Referring expression grounding data
= Beginning of Section =

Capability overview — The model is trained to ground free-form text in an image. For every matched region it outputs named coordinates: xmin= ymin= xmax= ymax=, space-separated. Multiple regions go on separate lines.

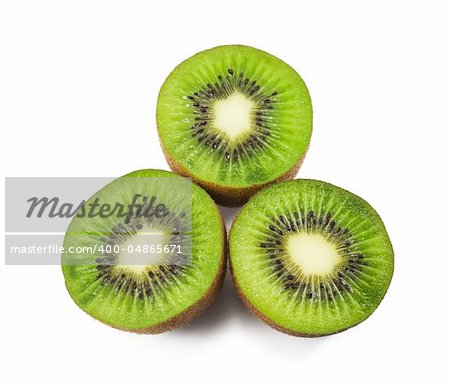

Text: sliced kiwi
xmin=156 ymin=45 xmax=312 ymax=206
xmin=229 ymin=179 xmax=394 ymax=336
xmin=62 ymin=169 xmax=226 ymax=333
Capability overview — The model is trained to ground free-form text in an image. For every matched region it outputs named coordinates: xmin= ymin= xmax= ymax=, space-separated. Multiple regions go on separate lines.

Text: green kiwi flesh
xmin=157 ymin=45 xmax=312 ymax=206
xmin=62 ymin=169 xmax=226 ymax=333
xmin=229 ymin=179 xmax=394 ymax=336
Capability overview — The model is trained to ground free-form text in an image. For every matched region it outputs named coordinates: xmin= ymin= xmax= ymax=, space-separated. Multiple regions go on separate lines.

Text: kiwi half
xmin=229 ymin=179 xmax=394 ymax=336
xmin=62 ymin=169 xmax=226 ymax=333
xmin=156 ymin=45 xmax=312 ymax=206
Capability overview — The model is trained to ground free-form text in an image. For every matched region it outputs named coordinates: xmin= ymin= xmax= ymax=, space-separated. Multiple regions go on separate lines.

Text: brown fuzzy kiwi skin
xmin=159 ymin=137 xmax=308 ymax=207
xmin=68 ymin=203 xmax=227 ymax=335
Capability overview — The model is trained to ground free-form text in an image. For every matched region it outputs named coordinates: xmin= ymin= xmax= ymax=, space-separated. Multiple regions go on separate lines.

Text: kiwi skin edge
xmin=230 ymin=256 xmax=389 ymax=337
xmin=229 ymin=258 xmax=341 ymax=338
xmin=66 ymin=203 xmax=227 ymax=335
xmin=159 ymin=137 xmax=309 ymax=207
xmin=226 ymin=187 xmax=323 ymax=337
xmin=228 ymin=185 xmax=394 ymax=337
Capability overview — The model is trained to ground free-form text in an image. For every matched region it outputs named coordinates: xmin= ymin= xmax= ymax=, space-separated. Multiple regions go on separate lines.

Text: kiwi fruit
xmin=156 ymin=45 xmax=312 ymax=206
xmin=62 ymin=169 xmax=226 ymax=333
xmin=229 ymin=179 xmax=394 ymax=336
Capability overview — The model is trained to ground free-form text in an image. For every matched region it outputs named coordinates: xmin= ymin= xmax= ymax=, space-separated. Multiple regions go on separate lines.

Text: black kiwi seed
xmin=93 ymin=212 xmax=189 ymax=299
xmin=344 ymin=240 xmax=353 ymax=248
xmin=258 ymin=209 xmax=369 ymax=303
xmin=283 ymin=282 xmax=299 ymax=290
xmin=186 ymin=69 xmax=278 ymax=158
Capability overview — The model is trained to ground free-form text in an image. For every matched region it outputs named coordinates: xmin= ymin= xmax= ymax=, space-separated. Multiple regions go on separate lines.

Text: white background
xmin=1 ymin=0 xmax=449 ymax=382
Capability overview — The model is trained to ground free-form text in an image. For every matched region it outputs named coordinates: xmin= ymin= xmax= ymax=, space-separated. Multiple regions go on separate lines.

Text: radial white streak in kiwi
xmin=115 ymin=231 xmax=168 ymax=277
xmin=287 ymin=233 xmax=342 ymax=276
xmin=213 ymin=92 xmax=254 ymax=140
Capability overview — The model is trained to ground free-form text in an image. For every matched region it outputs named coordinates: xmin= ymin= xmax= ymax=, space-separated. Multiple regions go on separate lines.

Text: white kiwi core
xmin=213 ymin=92 xmax=254 ymax=139
xmin=115 ymin=231 xmax=168 ymax=277
xmin=287 ymin=233 xmax=342 ymax=276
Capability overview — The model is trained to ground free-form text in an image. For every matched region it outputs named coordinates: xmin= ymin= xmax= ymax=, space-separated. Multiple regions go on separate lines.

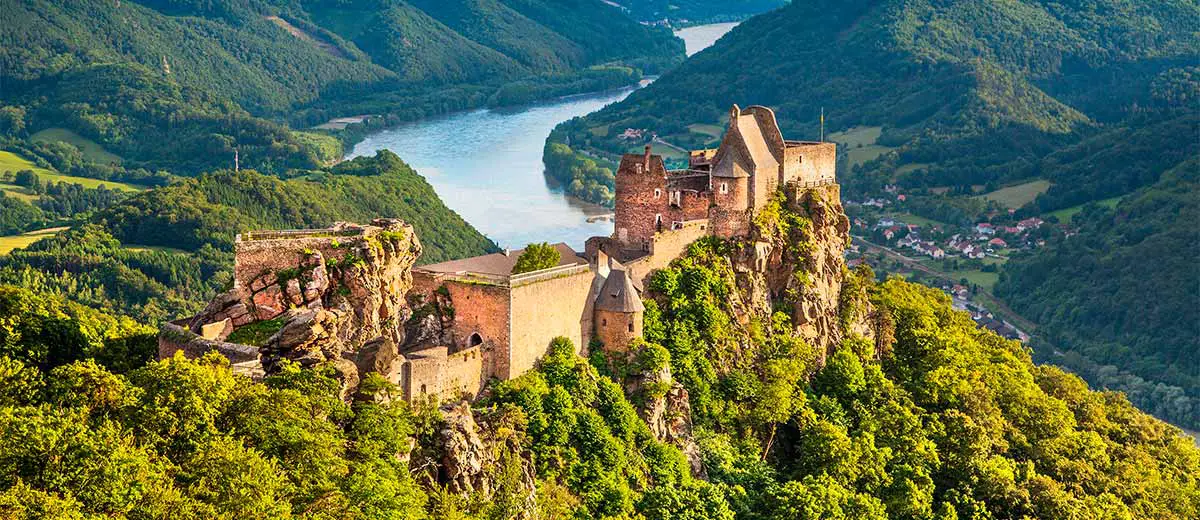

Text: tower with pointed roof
xmin=593 ymin=263 xmax=645 ymax=351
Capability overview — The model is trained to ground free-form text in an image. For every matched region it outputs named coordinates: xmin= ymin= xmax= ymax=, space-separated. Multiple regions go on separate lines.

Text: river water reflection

= End of Section =

About this exercise. Retype the entries exactly, skipping every picture.

Solution for this problem.
Capability overview — The model is trained to ground free-form text in an image. For every matched region it outputs named coordinates: xmin= ymin= xmax= ymax=, space-separated. Multiple regions go on separate lines.


Text: sliced kiwi
xmin=156 ymin=45 xmax=312 ymax=206
xmin=229 ymin=179 xmax=394 ymax=336
xmin=62 ymin=169 xmax=226 ymax=333
Capability overview — The model is trained to ground free-form text in an image. For every matched region it outputs named coordinates: xmin= ymin= xmax= ymax=, space-separated. Multiple regions go on separate lines.

Text: green kiwi flesh
xmin=157 ymin=45 xmax=312 ymax=206
xmin=62 ymin=169 xmax=226 ymax=333
xmin=229 ymin=179 xmax=394 ymax=336
Capability overview — The model is trained to ground free-form text in an image. For every matched region it outputs named coordinates: xmin= ymin= xmax= ymax=, space-separated. Multiple regions go on separate lines.

Text: kiwi half
xmin=229 ymin=179 xmax=394 ymax=336
xmin=62 ymin=169 xmax=226 ymax=333
xmin=156 ymin=45 xmax=312 ymax=206
Capability overview — The model is trained to ground free-form text in an image. For every matched region it outputs named coordinates: xmin= ymin= xmax= ymax=, space-separated. Multiple regions go on separate lines.

Text: brown fuzzy kiwi skin
xmin=159 ymin=137 xmax=308 ymax=207
xmin=68 ymin=203 xmax=227 ymax=335
Capability overview — The model is trained to ground free-form text in an image. For every matched region it outputs named coordinates: xmin= ymin= xmax= ymax=, space-separated. Multiple regions go on separate lines.

Text: kiwi skin edge
xmin=230 ymin=256 xmax=389 ymax=337
xmin=229 ymin=258 xmax=341 ymax=338
xmin=66 ymin=203 xmax=227 ymax=335
xmin=159 ymin=137 xmax=309 ymax=207
xmin=226 ymin=187 xmax=323 ymax=337
xmin=228 ymin=185 xmax=394 ymax=337
Capability overview — The model is trained to ground free-form text in an image. For every matched region it outputs named coordinates: xmin= ymin= xmax= ymax=, space-separated. Multiple regions go on separate lines.

Text: kiwi fruit
xmin=156 ymin=45 xmax=312 ymax=206
xmin=62 ymin=169 xmax=226 ymax=333
xmin=229 ymin=179 xmax=394 ymax=336
Capability overview — The model is trained to ground free-form text in an image. For every matched region it outputs named coordinates: xmin= ymin= xmax= ymax=, space-separated. Multiple regions go on separate lines.

Text: black kiwi seed
xmin=93 ymin=212 xmax=189 ymax=299
xmin=344 ymin=240 xmax=353 ymax=248
xmin=258 ymin=209 xmax=369 ymax=303
xmin=283 ymin=282 xmax=299 ymax=290
xmin=186 ymin=69 xmax=278 ymax=158
Capability overview — The model is trained to ground free-form text in an image. For every matched region it outputs named coordinates: xmin= ymin= xmax= ymax=, space-separated. Multiple regions go on separate lines.

Text: white background
xmin=1 ymin=0 xmax=449 ymax=382
Capability overview — The model is trained to ground free-form text in an image. For every matched region it outputs named coordinates: xmin= ymin= xmax= ymax=, space-separated. Multiple regions go on separate lines.

Text: radial white streak in kiwi
xmin=115 ymin=231 xmax=168 ymax=277
xmin=287 ymin=233 xmax=342 ymax=276
xmin=213 ymin=92 xmax=254 ymax=140
Capability overview — The model is trained to ground free-form text in an image. For every matched region it outputs named coordinates: xmin= ymin= xmax= ymax=, space-separated. Multiple regions go on separate lines.

Text: white kiwi core
xmin=213 ymin=92 xmax=254 ymax=139
xmin=115 ymin=231 xmax=168 ymax=277
xmin=287 ymin=233 xmax=342 ymax=276
Capability overview — The model is trained to ground free-form text in an image. For every matched region it outputs named coordinates: xmin= ymin= xmax= ymax=, space-separated. Multiple regions go on separate lines.


Text: tower with pointed roof
xmin=593 ymin=263 xmax=645 ymax=351
Capability overview — The model is trained to ground free-form text in an image. For every matched region it outputs named coordinates: xmin= ymin= xmax= ymax=, space-separated. Multiple regions go on separate lines.

Text: river water reflection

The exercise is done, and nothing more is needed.